— PROVIDED PASSAGE —
◆ ◆ ◆ ◆

Iaai (Iaai pronunciation: /iai/, YAH-ee) is a language of Ouvéa Island (New Caledonia). It shares the island of Ouvéa with Fagauvea, a Polynesian outlier language.

Iaai is the sixth-most-spoken language of New Caledonia, with 4,078 speakers as of 2009. It is taught in schools in an effort to preserve it.

The language has been studied by linguists Françoise Ozanne-Rivierre and Anne-Laure Dotte.

==Phonology==
Iaai is remarkable for its large inventory of unusual phonemes, in particular its consonants, with a rich variety of voiceless nasals and approximants.

===Vowels===

Monophthongs of Iaai on a vowel chart, from Maddieson & Anderson (1994)

Iaai has ten vowel qualities, all of which may occur long and short. There is little difference in quality depending on length.

|  | Front |  | Central | Back |  |
| Unrounded | Rounded | Unrounded | Rounded |
| Close | i iː | y yː |  |  | u uː |
| Close mid | e eː | ø øː |  | ɤ ɤː | o oː |
| Open mid |  | [œ] [œː] |  |  | ɔ ɔː |
| Open | æ æː |  | ä äː |  |  |

Iaai constitutes one of the few cases of front rounded vowels attested outside of their geographic stronghold in Eurasia, even if other cases have since been reported in the Oceanic family.

The vowel //ø øː// is only known to occur in six words. In all of these but //ɲ̊øːk// "dedicate", it appears between a labial (b, m) and velar (k, ŋ) consonant.

After the non-labiovelarized labial consonants and the vowel //y yː//, the vowel //ɔ ɔː// is pronounced /[œ œː]/.

◆ ◆ ◆ ◆

— GIVEN DATA —
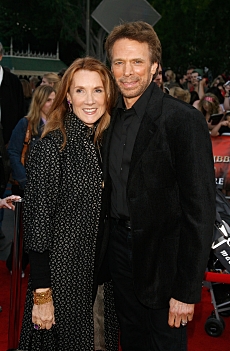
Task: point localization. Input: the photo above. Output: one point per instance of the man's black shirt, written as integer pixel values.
(123, 138)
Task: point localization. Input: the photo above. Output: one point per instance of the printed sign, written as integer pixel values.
(221, 154)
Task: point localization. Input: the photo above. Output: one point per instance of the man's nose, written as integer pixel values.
(89, 98)
(128, 69)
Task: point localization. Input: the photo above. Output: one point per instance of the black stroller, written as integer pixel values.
(217, 276)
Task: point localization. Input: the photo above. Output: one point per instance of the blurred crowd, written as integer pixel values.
(197, 87)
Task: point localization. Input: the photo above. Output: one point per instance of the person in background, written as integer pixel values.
(11, 108)
(51, 79)
(193, 97)
(223, 126)
(198, 82)
(189, 85)
(62, 205)
(226, 102)
(159, 178)
(181, 80)
(42, 100)
(208, 105)
(171, 79)
(27, 92)
(34, 82)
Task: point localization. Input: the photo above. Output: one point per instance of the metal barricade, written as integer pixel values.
(15, 293)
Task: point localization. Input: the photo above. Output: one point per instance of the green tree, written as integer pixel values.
(42, 24)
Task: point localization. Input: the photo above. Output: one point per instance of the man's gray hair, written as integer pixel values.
(1, 49)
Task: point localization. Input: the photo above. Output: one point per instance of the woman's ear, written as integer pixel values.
(68, 98)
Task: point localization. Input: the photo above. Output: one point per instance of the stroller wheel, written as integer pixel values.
(214, 327)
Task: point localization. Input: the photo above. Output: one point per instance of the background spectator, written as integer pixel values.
(51, 79)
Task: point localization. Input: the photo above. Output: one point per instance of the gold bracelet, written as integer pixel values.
(43, 297)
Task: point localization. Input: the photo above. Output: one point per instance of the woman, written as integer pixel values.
(42, 100)
(62, 211)
(51, 79)
(27, 92)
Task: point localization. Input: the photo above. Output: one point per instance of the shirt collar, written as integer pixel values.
(141, 104)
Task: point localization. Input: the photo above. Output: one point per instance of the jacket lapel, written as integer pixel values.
(148, 128)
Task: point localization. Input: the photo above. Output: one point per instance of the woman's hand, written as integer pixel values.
(43, 314)
(8, 202)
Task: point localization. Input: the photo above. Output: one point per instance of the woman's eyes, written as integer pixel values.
(97, 90)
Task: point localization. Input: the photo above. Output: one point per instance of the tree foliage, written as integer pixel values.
(191, 31)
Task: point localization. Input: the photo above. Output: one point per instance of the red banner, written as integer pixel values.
(221, 154)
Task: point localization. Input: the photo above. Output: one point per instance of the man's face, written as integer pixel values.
(132, 68)
(159, 79)
(194, 76)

◆ ◆ ◆ ◆

— SET TASKS —
A. According to the passage on the Iaai language, how many speakers did Iaai have as of 2009?
B. Extend the passage on the Iaai language, beginning after its final sentence.
The entries come from a separate source unrelated to the passage on the Iaai language.

— ANSWERS TO THE EXERCISE —
A. Iaai had 4,078 speakers as of 2009.

B.
The open vowels only contrast in a few environments. //æ æː// only occurs after the plain labial consonants and the vowel //y yː//, the same environment that produces /[œ œː]/. //a aː// does not occur after //ɥ ɥ̊ y yː//, but does occur elsewhere, so that there is a contrast between //æ æː// and //a aː// after //b p m m̥ f//.

The vowels //i e ø a o u// are written with their IPA letters. //y// is written û, //æ// is written ë, //ɔ// is written â, and //ɤ// is written ö. Long vowels, which are twice as long as short vowels, are written double.

===Consonants===
Iaai has an unusual voicing distinction in its sonorants, as well as several coronal series. Unlike most languages of New Caledonia, voiced stops are not prenasalized.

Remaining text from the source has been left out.